§ WORK INSTRUCTIONS: Could you transcribe every record below exactly, leaving out the pictures?

+++

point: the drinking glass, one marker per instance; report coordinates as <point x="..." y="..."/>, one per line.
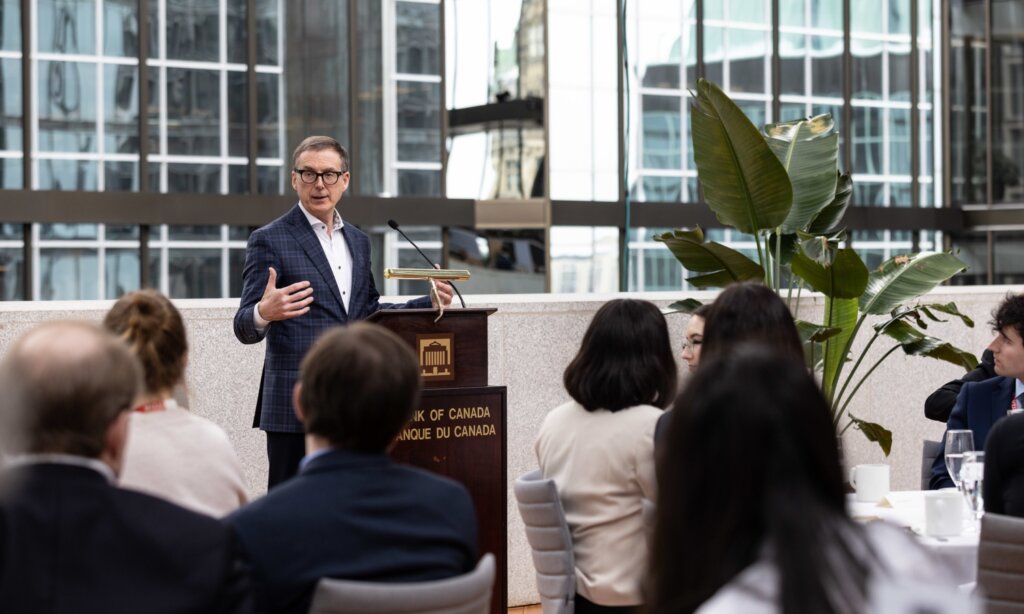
<point x="957" y="442"/>
<point x="972" y="475"/>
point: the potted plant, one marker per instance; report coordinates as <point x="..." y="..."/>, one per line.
<point x="781" y="185"/>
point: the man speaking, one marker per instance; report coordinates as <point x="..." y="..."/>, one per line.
<point x="305" y="272"/>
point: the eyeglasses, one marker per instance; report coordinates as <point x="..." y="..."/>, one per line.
<point x="329" y="177"/>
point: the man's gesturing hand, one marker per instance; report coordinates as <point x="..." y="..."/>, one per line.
<point x="285" y="303"/>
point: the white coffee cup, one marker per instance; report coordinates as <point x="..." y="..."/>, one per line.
<point x="943" y="513"/>
<point x="870" y="482"/>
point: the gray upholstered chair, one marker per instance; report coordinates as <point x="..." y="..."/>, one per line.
<point x="468" y="594"/>
<point x="1000" y="564"/>
<point x="550" y="540"/>
<point x="929" y="450"/>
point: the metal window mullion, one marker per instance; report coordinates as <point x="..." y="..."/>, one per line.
<point x="225" y="277"/>
<point x="222" y="80"/>
<point x="100" y="111"/>
<point x="987" y="69"/>
<point x="442" y="152"/>
<point x="101" y="261"/>
<point x="28" y="142"/>
<point x="389" y="103"/>
<point x="914" y="113"/>
<point x="143" y="104"/>
<point x="34" y="243"/>
<point x="252" y="97"/>
<point x="776" y="63"/>
<point x="353" y="93"/>
<point x="847" y="87"/>
<point x="32" y="110"/>
<point x="165" y="257"/>
<point x="622" y="76"/>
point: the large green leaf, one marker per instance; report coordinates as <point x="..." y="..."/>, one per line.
<point x="820" y="248"/>
<point x="903" y="278"/>
<point x="948" y="309"/>
<point x="846" y="277"/>
<point x="720" y="265"/>
<point x="915" y="343"/>
<point x="829" y="218"/>
<point x="808" y="150"/>
<point x="876" y="433"/>
<point x="816" y="333"/>
<point x="743" y="183"/>
<point x="842" y="314"/>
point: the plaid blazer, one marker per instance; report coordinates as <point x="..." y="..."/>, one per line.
<point x="291" y="247"/>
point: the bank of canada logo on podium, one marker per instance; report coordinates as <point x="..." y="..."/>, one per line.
<point x="436" y="359"/>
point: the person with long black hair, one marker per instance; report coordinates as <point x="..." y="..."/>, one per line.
<point x="752" y="512"/>
<point x="599" y="448"/>
<point x="743" y="312"/>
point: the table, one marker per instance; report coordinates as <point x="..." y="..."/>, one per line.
<point x="906" y="509"/>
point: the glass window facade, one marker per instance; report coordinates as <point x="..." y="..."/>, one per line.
<point x="198" y="102"/>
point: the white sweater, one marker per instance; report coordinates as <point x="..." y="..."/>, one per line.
<point x="603" y="466"/>
<point x="183" y="458"/>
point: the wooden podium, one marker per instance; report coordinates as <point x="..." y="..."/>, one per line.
<point x="459" y="428"/>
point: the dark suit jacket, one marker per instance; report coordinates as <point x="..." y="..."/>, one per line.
<point x="940" y="403"/>
<point x="291" y="247"/>
<point x="359" y="517"/>
<point x="1004" y="485"/>
<point x="979" y="405"/>
<point x="71" y="542"/>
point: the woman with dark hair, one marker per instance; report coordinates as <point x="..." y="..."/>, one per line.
<point x="762" y="526"/>
<point x="171" y="452"/>
<point x="750" y="312"/>
<point x="598" y="448"/>
<point x="743" y="312"/>
<point x="693" y="337"/>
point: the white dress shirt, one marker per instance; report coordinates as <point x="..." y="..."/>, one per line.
<point x="337" y="254"/>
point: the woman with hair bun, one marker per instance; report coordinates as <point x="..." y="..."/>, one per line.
<point x="171" y="452"/>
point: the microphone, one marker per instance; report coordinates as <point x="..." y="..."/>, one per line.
<point x="394" y="226"/>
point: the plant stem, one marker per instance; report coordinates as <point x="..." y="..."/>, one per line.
<point x="761" y="257"/>
<point x="864" y="379"/>
<point x="833" y="399"/>
<point x="856" y="365"/>
<point x="778" y="259"/>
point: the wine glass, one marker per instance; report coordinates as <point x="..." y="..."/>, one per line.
<point x="957" y="442"/>
<point x="972" y="475"/>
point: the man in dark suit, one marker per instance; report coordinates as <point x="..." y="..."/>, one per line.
<point x="352" y="513"/>
<point x="304" y="272"/>
<point x="980" y="404"/>
<point x="940" y="403"/>
<point x="71" y="541"/>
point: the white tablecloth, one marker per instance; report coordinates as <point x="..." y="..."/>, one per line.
<point x="906" y="509"/>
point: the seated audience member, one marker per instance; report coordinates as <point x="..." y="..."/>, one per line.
<point x="1004" y="484"/>
<point x="598" y="448"/>
<point x="752" y="514"/>
<point x="351" y="512"/>
<point x="694" y="337"/>
<point x="71" y="541"/>
<point x="743" y="312"/>
<point x="980" y="404"/>
<point x="940" y="403"/>
<point x="171" y="452"/>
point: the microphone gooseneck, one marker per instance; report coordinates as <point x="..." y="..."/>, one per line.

+++

§ OUTPUT FOR THIS EXERCISE:
point: the drinking glass, one marker per instance; report coordinates as <point x="..." y="..."/>, one per line.
<point x="957" y="442"/>
<point x="972" y="475"/>
point: the potted plant, one marker per instance; report coordinates as <point x="..." y="..."/>, one per line.
<point x="781" y="185"/>
point: the man speaking, one marker per instance; report coordinates as <point x="..." y="..."/>, one per line.
<point x="305" y="272"/>
point: the eyeglasses, one marker per instance; report coordinates as <point x="..." y="..."/>, one per line.
<point x="329" y="177"/>
point: the man's gesturing hand, one marker per instance; report coordinates as <point x="..." y="..."/>, one per line.
<point x="285" y="303"/>
point: the white coffee cup, one marker per instance; report coordinates as <point x="..." y="..."/>, one per line.
<point x="943" y="513"/>
<point x="870" y="482"/>
point: the gray upholstered chair, one marker per instance; report coordinates as <point x="..." y="..."/>, one per line.
<point x="468" y="594"/>
<point x="1000" y="564"/>
<point x="550" y="540"/>
<point x="929" y="450"/>
point: the metal window mullion, one marker per instance; report coordinates as <point x="..." y="..."/>, one per line.
<point x="225" y="277"/>
<point x="222" y="80"/>
<point x="100" y="111"/>
<point x="987" y="69"/>
<point x="442" y="152"/>
<point x="101" y="261"/>
<point x="28" y="142"/>
<point x="389" y="103"/>
<point x="914" y="113"/>
<point x="143" y="104"/>
<point x="34" y="243"/>
<point x="252" y="97"/>
<point x="776" y="63"/>
<point x="353" y="93"/>
<point x="847" y="87"/>
<point x="32" y="110"/>
<point x="165" y="257"/>
<point x="622" y="76"/>
point: the large green leaf, one marker per instance; report coordinates as <point x="..." y="..."/>, one per line.
<point x="820" y="248"/>
<point x="903" y="278"/>
<point x="948" y="309"/>
<point x="846" y="277"/>
<point x="720" y="265"/>
<point x="915" y="343"/>
<point x="829" y="218"/>
<point x="808" y="150"/>
<point x="876" y="433"/>
<point x="816" y="333"/>
<point x="743" y="183"/>
<point x="842" y="314"/>
point: the plaid blazer, one marker per instance; report coordinates as <point x="..." y="..."/>, one per line.
<point x="291" y="247"/>
point: the bank of canada logo on podium, one marker per instance; report coordinates as <point x="..." y="..."/>, one per line.
<point x="436" y="359"/>
point: the person with long black hair, one marker per instance; report coordinates as <point x="..." y="..."/>, one per line.
<point x="752" y="512"/>
<point x="599" y="448"/>
<point x="743" y="312"/>
point: the table, one marker per instance; report coordinates as <point x="..." y="..."/>, one per line.
<point x="906" y="509"/>
point: the glass window facade, one marker per instance; report coordinates as <point x="..." y="..."/>, one per line.
<point x="198" y="102"/>
point: the white sweater, one marker per instance; report coordinates as <point x="..." y="..."/>, one per line.
<point x="603" y="466"/>
<point x="183" y="458"/>
point: the wooden podium, one marker per instance; report coordinates as <point x="..." y="..."/>, one per line.
<point x="459" y="428"/>
point: the dark suit jacket, one marker per instance; report coordinates as <point x="..." y="..."/>, one per line.
<point x="940" y="403"/>
<point x="291" y="247"/>
<point x="359" y="517"/>
<point x="1004" y="485"/>
<point x="979" y="405"/>
<point x="71" y="542"/>
point: the woman with dark hair, one marker per instance; report coordinates as <point x="..." y="..."/>, one per line.
<point x="762" y="526"/>
<point x="171" y="452"/>
<point x="750" y="312"/>
<point x="598" y="448"/>
<point x="743" y="312"/>
<point x="693" y="337"/>
point: the white dress shirt, one marker per instance; report coordinates as <point x="..." y="..."/>, one per line.
<point x="337" y="254"/>
point: the woman with hair bun, one marker per instance; report coordinates as <point x="..." y="..."/>, one per line.
<point x="171" y="452"/>
point: the microphone, one marker per instance; report coordinates as <point x="..." y="..."/>, one per line.
<point x="394" y="226"/>
point: the plant stem, one marker per instance; report coordinates as <point x="..." y="..."/>, one per line.
<point x="761" y="257"/>
<point x="864" y="379"/>
<point x="833" y="399"/>
<point x="856" y="365"/>
<point x="778" y="259"/>
point: the wine glass, one marker per instance; report coordinates as <point x="..." y="..."/>, one per line.
<point x="957" y="442"/>
<point x="972" y="475"/>
point: the man in dark suit, one marker per instance; report coordinates as <point x="..." y="..."/>, one per line.
<point x="352" y="513"/>
<point x="304" y="272"/>
<point x="980" y="404"/>
<point x="940" y="403"/>
<point x="71" y="541"/>
point: the white tablecloth, one marker per instance; report coordinates as <point x="..." y="..."/>, one per line.
<point x="906" y="509"/>
point: the seated audience member, one marker per instance; report coordinates as <point x="..." y="..."/>, one per line.
<point x="1004" y="484"/>
<point x="598" y="448"/>
<point x="752" y="514"/>
<point x="351" y="512"/>
<point x="694" y="337"/>
<point x="71" y="541"/>
<point x="743" y="312"/>
<point x="980" y="404"/>
<point x="940" y="403"/>
<point x="171" y="452"/>
point: the microphone gooseneck, one marker per instance; report coordinates as <point x="..." y="..."/>, one per line.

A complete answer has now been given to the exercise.